Exercise task A
Quote the reading blog post word for word, taking everything from "Book 7 - Farewell" down to "what happened......Episode 1.".

Text section
Tuesday, 20 July 2010

Mr B's Reading Year 2010 - Whatever Happened to the Classics (episode 2)


Zeitoun put me in the mood for some more page-turning reading so I went back to the classics but in "short-boys-classics" mode. Here were the next quick-fire three with very brief assessments:

Book 5 - Catcher in the Rye by J D Salinger - No idea, given my obsession with American fiction, how I managed not to read this until now. Still, judging by sales since Salinger's death, I'm not the only one. Anyway I loved it. I can see why lots of people don't mind you. It doesn't go anywhere and Holden is infuriatingly contrary at times. But he's well-meaning and there's such a captivating mix of emotions as you follow his scattergun thought processes and movements for the book's short time frame. I can only imagine (distantly) ho
w fabulous this novel must be if you're reading it as a 15 year old book addicted boy.

Book 6 - 39 Steps by John Buchan - Thoroughly enjoyed finally reading this. I find myself with little to say about it though - it really is just the quintessential British boys adventure story - I preferred the opening sequences and the initial train/highland chases to the later sections. It's dated but
it remains a great recommendation for any teenage boy showing worrying signs of reading ambivalence!

Book 7 - Farewell my Lovely by Raymond Chandler - Genius. Never read Chandler (to my brother-in-law Harvey's disgust). From the moment Marlowe follows
Moose Malloy into a grotty bar in the first couple of pages saying something along the lines of "it was none of my business, so I followed him right in". I was addicted to Chandler's infamous dialogue style. The plot is ridiculously twisty but it's the characters and their conversations (particularly between Marlowe and the many dangerous women he hangs out with) that makes it such a page-turner for me.

Mr B's Reading Year 2010 - Whatever Happened to the Classics (episode 1)

Somewhere along the line I stopped blogging about my year of reading the classics that you'd have thought a bookshop owner had already read. I think it was shortly after I stopped reading them.

Here's what happened......Episode 1.

Exercise task B
Print the records below word for word, taking everything from the line containing "Point out the roof fascia" down to the end of the records.

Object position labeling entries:

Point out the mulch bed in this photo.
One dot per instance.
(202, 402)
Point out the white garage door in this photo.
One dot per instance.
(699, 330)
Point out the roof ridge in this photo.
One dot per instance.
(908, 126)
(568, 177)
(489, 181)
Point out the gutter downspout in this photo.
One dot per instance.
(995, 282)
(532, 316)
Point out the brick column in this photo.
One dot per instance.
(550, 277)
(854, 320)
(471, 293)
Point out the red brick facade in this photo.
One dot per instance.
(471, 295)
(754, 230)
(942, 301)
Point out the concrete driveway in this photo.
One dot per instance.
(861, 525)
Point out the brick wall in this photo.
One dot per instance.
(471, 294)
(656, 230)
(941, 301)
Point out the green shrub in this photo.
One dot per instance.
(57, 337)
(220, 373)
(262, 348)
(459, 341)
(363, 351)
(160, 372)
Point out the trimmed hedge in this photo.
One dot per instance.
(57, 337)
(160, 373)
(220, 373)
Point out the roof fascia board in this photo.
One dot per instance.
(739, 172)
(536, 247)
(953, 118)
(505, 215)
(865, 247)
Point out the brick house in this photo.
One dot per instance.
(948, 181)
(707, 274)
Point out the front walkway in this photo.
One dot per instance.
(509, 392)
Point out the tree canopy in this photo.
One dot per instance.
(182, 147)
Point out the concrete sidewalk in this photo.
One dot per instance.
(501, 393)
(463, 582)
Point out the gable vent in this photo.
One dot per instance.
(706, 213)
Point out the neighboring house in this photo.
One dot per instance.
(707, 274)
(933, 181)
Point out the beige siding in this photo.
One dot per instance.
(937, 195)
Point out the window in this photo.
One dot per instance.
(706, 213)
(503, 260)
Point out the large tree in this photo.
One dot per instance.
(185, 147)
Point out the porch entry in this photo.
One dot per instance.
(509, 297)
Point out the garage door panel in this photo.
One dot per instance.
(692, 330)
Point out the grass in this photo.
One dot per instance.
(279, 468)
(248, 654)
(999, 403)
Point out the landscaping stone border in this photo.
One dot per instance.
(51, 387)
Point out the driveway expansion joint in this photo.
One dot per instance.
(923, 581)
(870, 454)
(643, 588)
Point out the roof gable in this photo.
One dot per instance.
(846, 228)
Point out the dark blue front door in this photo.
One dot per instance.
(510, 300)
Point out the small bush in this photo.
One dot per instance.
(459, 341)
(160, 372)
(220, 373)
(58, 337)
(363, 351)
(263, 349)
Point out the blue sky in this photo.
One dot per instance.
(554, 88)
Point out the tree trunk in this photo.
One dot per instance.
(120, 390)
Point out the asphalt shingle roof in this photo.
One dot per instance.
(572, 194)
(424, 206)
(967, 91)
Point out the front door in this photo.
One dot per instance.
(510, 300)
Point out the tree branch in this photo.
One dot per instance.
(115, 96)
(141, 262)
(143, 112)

Task output A
Book 7 - Farewell my Lovely by Raymond Chandler - Genius. Never read Chandler (to my brother-in-law Harvey's disgust). From the moment Marlowe follows
Moose Malloy into a grotty bar in the first couple of pages saying something along the lines of "it was none of my business, so I followed him right in". I was addicted to Chandler's infamous dialogue style. The plot is ridiculously twisty but it's the characters and their conversations (particularly between Marlowe and the many dangerous women he hangs out with) that makes it such a page-turner for me.

Mr B's Reading Year 2010 - Whatever Happened to the Classics (episode 1)

Somewhere along the line I stopped blogging about my year of reading the classics that you'd have thought a bookshop owner had already read. I think it was shortly after I stopped reading them.

Here's what happened......Episode 1.

Task output B
Point out the roof fascia board in this photo.
One dot per instance.
(739, 172)
(536, 247)
(953, 118)
(505, 215)
(865, 247)
Point out the brick house in this photo.
One dot per instance.
(948, 181)
(707, 274)
Point out the front walkway in this photo.
One dot per instance.
(509, 392)
Point out the tree canopy in this photo.
One dot per instance.
(182, 147)
Point out the concrete sidewalk in this photo.
One dot per instance.
(501, 393)
(463, 582)
Point out the gable vent in this photo.
One dot per instance.
(706, 213)
Point out the neighboring house in this photo.
One dot per instance.
(707, 274)
(933, 181)
Point out the beige siding in this photo.
One dot per instance.
(937, 195)
Point out the window in this photo.
One dot per instance.
(706, 213)
(503, 260)
Point out the large tree in this photo.
One dot per instance.
(185, 147)
Point out the porch entry in this photo.
One dot per instance.
(509, 297)
Point out the garage door panel in this photo.
One dot per instance.
(692, 330)
Point out the grass in this photo.
One dot per instance.
(279, 468)
(248, 654)
(999, 403)
Point out the landscaping stone border in this photo.
One dot per instance.
(51, 387)
Point out the driveway expansion joint in this photo.
One dot per instance.
(923, 581)
(870, 454)
(643, 588)
Point out the roof gable in this photo.
One dot per instance.
(846, 228)
Point out the dark blue front door in this photo.
One dot per instance.
(510, 300)
Point out the small bush in this photo.
One dot per instance.
(459, 341)
(160, 372)
(220, 373)
(58, 337)
(363, 351)
(263, 349)
Point out the blue sky in this photo.
One dot per instance.
(554, 88)
Point out the tree trunk in this photo.
One dot per instance.
(120, 390)
Point out the asphalt shingle roof in this photo.
One dot per instance.
(572, 194)
(424, 206)
(967, 91)
Point out the front door in this photo.
One dot per instance.
(510, 300)
Point out the tree branch in this photo.
One dot per instance.
(115, 96)
(141, 262)
(143, 112)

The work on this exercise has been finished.